--- Task goal ---
Rescale the data below by repeating every line, requests included, with each coordinate in the answers multiplied by 1.3 and rounded to the nearest whole number, halves rounded up. Keep the numbers in the requests and in any format samples unchanged.

========================

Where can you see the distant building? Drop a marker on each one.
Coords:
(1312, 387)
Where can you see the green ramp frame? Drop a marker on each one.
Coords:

========================

--- Output for this task ---
Where can you see the distant building? Drop a marker on each one.
Coords:
(1706, 503)
Where can you see the green ramp frame? Drop a marker on each one.
Coords:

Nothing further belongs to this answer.